→ Tasks and exercises
**1.** Answer these questions about the article on pharma marketing and automation:
(a) Which two voice assistants does the article name?
(b) Which technology does the article mention in parentheses as an earlier buzzword pharma talked about?
(c) What back-and-forth does the article say most marketers are familiar with?
**2.** Carry on the article about pharma marketing and automation, starting after its last sentence.

→ Document section
----

Looking across the portfolios of top pharma companies, we’re approaching an interesting time for pharma strategy. Rich pipelines and diverse multi-indication medicines are setting the stage for a period of pharma that will be defined by maximising more for less.
Fundamental to these strategies will be the management of cost bases as the complexity and scope of operations increase – so how do we deliver the same quality and consistency of customer engagement without cost bases growing out of control?
Spending on marketing agencies and routine activities has not only grown but become so complex as to be inflexible to any potential restructuring. Marketing budgets encompass a range of activities, not all of which are fully understood, and the ability to adapt the changing market conditions or best practices in marketing capabilities is limited.
This might soon change, however. The last few years have brought a wave of developments in automation technology – from back-office operational developments such as process automation, through to the truly customer-adjacent technologies of voice assistants like Alexa and Siri.
Pharma has never been shy to talk about new sexy technologies (remember blockchain?), but so often the real-life developments of this tech fail to materialise even given time. So why would natural language generators such as ChatGPT be any different?
For one, its accessibility. In comparison to the complex nature of concepts such as blockchain, ChatGPT and tools such as DALL-E have brought generative technology to everyone from creative teenagers to experienced professionals. It’s proven that, despite extensive caveats about the accuracy and reliability of its outputs (which we’ll get to), it can be a powerful tool to begin making the most of our human resources.
Human creativity, robotic productivity
Every strategy from the last 10 years regarding the improvement of customer engagement and generation of superior experiences has spoken to the need of making things more human. Understanding human needs, making content more personal, and using empathetic understanding to drive strategy. So why are we now talking about automation?
Ultimately, between the human innovation process and the human packaging of content for customers, is a whole lot of extraneous and difficult work. Building materials, reviewing materials, combining and reconstructing content, and all of that hampered by the creator-approver back-and-forth most marketers are familiar with.
Furthermore, finding the right information, managing internal knowledge, and sifting through what’s available in large organisations also requires a lot of time and resources.
Step past the buzz of ChatGPT, around being able to answer contextual answers based on internet data up to 2021 only.

----

→ Information shown
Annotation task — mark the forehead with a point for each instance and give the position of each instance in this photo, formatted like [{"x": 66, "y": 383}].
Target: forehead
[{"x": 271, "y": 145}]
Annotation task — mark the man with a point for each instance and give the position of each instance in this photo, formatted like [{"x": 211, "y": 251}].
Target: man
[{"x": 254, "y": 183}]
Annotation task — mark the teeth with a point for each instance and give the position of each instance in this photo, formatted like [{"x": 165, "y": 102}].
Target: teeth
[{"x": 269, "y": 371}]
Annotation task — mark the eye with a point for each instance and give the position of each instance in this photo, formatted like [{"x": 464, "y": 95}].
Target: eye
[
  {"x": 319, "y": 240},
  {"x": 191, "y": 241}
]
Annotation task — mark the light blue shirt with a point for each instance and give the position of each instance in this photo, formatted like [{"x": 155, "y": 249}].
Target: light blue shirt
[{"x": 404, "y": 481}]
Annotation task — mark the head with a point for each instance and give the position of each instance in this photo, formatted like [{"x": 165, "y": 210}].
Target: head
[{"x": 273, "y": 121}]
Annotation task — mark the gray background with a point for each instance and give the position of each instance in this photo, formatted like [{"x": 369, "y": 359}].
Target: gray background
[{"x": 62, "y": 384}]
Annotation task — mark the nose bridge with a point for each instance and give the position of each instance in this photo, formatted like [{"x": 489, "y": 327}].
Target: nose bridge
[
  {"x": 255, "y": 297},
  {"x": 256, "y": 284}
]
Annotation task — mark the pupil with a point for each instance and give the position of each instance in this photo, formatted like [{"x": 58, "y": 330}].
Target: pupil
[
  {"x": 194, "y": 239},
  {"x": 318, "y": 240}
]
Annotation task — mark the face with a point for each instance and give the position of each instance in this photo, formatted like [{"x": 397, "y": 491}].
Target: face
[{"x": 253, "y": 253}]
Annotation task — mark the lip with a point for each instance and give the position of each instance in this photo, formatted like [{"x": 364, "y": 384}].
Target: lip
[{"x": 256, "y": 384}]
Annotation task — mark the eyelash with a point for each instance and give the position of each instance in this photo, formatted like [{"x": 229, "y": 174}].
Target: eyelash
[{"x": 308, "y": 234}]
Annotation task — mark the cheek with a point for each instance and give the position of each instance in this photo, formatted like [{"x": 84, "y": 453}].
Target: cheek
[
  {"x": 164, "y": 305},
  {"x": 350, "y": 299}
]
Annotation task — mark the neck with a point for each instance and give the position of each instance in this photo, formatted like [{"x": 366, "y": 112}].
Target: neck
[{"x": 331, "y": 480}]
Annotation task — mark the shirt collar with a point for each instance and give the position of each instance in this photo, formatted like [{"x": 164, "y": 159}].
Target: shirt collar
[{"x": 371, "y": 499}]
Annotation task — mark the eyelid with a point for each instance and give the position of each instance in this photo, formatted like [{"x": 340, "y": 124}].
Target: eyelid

----

→ Answers below
**1.**
(a) Alexa and Siri
(b) Blockchain
(c) The creator-approver back-and-forth

**2.**
Think instead about piping in your own information base and using it to handle knowledge management, query triage, onboarding resources, and even to analyse trends and generate insight for data-driven decision-making.
In short, natural language-enabled chatbots can trim the fat from the way we work, especially if plugged into internal libraries. Humans still drive the processes, ask the questions, and filter the outputs – but with a powerful concierge handling the grunt work.
The buck still stops with us
Crucial in any discussion about AI, and especially ChatGPT, is a conversation about reliability. What chatbots are not, unless specifically designed to be so, are search engines. Many generative chatbots work on simulating real outputs, even creating false studies or statistics when asked to provide an intelligent-sounding answer.
In a quick example by one of our team, when asked to summarise the key points of a clinical study twice (to check consistency), the chatbot provided different drug names and diseases, and even changed patient numbers.
This can be managed with specific development, but it is important to watch out for in order to ensure these tools are not treated as silver bullets or omniscient content engines. Developed chatbots for specific purposes can operate with greater trust, for example, Google’s Med-PaLM, designed to handle medical queries, which has outperformed all other similar on medical exam questions but still only scored 85% accuracy on the US Medical Licensing Exam.
When all is said and done, these tools, however powerful, do not allow for the abdication of responsibility. HCPs and patients have a right to be treated responsibly and ethically – so we must ensure we have the right safeguards and processes to validate any automated outputs.
Making ChatGPT more than just a trend
Like all innovation, starting off with structured thinking is critical. With these generative tools being so readily accessible, it’s easy to make the mistake of diving straight in without understanding and exploring opportunities or what success could be defined as. As Lewis Carroll says, “If you don’t know where you’re going, any road will take you there”.
Furthermore, consider the limitations of these tools to work in a vacuum of context. Imagine a 10-year-old with all the knowledge of the internet – how would you with them to get the answers you require, and what guidelines and context might be needed to secure the right outputs?
The potential for setting these tools up to supplement and grow marketing operations with an efficiency contribution to cost bases is high, but the level of structure must be high, and the usage profile must be based on real needs from teams.
Are your teams struggling with being overwhelmed by queries and customer requests? Are you trying to solve the challenge of turnover and knowledge continuity? Or, quite simply, do you need to generate and turn around more content than you have the capacity for?
Start with the need, set out tests, and success criteria, and work iteratively to slowly phase in this new technology and you have a strong chance of making this buzzword technology a familiar presence in your organisation’s day-to-day.